● **Exercise task**:
Please rewrite the article on paying off a mortgage before retirement, starting at the words "MarketWatch" and stopping after "other risk-free assets.". Replace "mortgage" with "home loan" throughout.

● **Document**:
____

Don't carry your mortgage into retirement

Time was when everyone retired debt free, or at least without a mortgage. Now many people retire while still paying that monthly home-loan bill. But should you? The short answer, according to a new Boston College Center for Retirement Research report, is no, no, no.

MarketWatch

BOSTON — Time was when everyone retired debt free, or at least without a mortgage. Now many people retire while still paying that monthly home-loan bill. But should you? The short answer, according to a new Boston College Center for Retirement Research (CRR) report, is no, no, no.

It's better to pay down your mortgage than to carry it into retirement. Or at least it is if you have the money set aside in a taxable or tax-deferred account.

The reasons are several, but boil down to this: In the current environment, your mortgage provides a better return on your money than other risk-free assets.

"It is unlikely that many retired households will be able to earn a return on risk-free investments, such as bank certificates of deposit, Treasury bills and Treasury bonds, that will exceed the cost of their mortgage," says Anthony Webb in the CRR report.

____

Dataset excerpt
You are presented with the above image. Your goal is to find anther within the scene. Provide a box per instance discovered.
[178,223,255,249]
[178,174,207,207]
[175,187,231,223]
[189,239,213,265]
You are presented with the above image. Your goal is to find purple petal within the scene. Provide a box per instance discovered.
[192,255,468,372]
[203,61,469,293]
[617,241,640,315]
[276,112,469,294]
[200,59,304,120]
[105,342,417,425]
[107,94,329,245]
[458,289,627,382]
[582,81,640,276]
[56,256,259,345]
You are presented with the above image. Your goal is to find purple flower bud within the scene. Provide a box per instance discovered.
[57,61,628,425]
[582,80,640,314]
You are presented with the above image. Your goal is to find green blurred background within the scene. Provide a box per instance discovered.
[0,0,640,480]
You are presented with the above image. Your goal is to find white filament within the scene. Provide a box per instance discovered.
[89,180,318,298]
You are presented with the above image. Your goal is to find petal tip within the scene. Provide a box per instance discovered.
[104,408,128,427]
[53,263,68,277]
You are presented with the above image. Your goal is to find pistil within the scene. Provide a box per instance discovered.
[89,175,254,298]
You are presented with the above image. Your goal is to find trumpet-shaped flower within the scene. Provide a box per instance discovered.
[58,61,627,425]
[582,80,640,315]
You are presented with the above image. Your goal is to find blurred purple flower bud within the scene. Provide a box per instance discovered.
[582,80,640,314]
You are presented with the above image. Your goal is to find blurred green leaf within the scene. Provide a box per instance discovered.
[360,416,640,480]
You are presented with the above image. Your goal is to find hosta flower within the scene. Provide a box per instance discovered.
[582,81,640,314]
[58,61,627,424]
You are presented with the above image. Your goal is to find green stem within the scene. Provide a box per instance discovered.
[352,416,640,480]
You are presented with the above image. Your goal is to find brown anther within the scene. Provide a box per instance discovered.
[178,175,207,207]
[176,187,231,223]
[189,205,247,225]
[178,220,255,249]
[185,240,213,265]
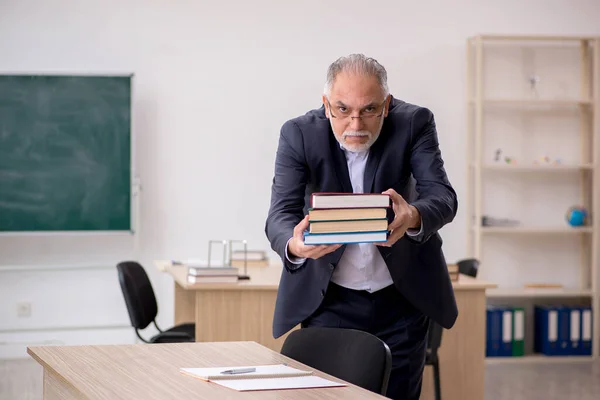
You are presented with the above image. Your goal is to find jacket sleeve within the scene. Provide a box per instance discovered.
[265,121,309,271]
[410,108,458,242]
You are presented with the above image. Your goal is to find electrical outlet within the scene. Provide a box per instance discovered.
[17,303,31,318]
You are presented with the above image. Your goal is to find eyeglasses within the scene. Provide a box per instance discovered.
[327,100,385,121]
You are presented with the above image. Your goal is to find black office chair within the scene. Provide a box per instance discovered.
[117,261,196,343]
[425,319,444,400]
[425,258,479,400]
[281,327,392,396]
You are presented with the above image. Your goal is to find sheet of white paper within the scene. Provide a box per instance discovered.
[211,375,346,391]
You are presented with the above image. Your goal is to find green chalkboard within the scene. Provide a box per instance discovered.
[0,75,131,232]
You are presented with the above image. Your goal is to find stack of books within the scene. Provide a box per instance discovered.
[304,193,391,245]
[448,264,459,282]
[172,260,238,285]
[188,266,238,284]
[230,250,269,268]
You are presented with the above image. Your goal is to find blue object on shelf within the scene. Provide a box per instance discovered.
[567,207,588,226]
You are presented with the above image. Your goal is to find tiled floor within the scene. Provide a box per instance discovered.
[0,360,600,400]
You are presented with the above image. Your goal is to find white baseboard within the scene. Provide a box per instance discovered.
[0,326,138,359]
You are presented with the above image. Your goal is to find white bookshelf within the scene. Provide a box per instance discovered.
[463,35,600,363]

____

● **Solution to the exercise**:
MarketWatch

BOSTON — Time was when everyone retired debt free, or at least without a home loan. Now many people retire while still paying that monthly home-loan bill. But should you? The short answer, according to a new Boston College Center for Retirement Research (CRR) report, is no, no, no.

It's better to pay down your home loan than to carry it into retirement. Or at least it is if you have the money set aside in a taxable or tax-deferred account.

The reasons are several, but boil down to this: In the current environment, your home loan provides a better return on your money than other risk-free assets.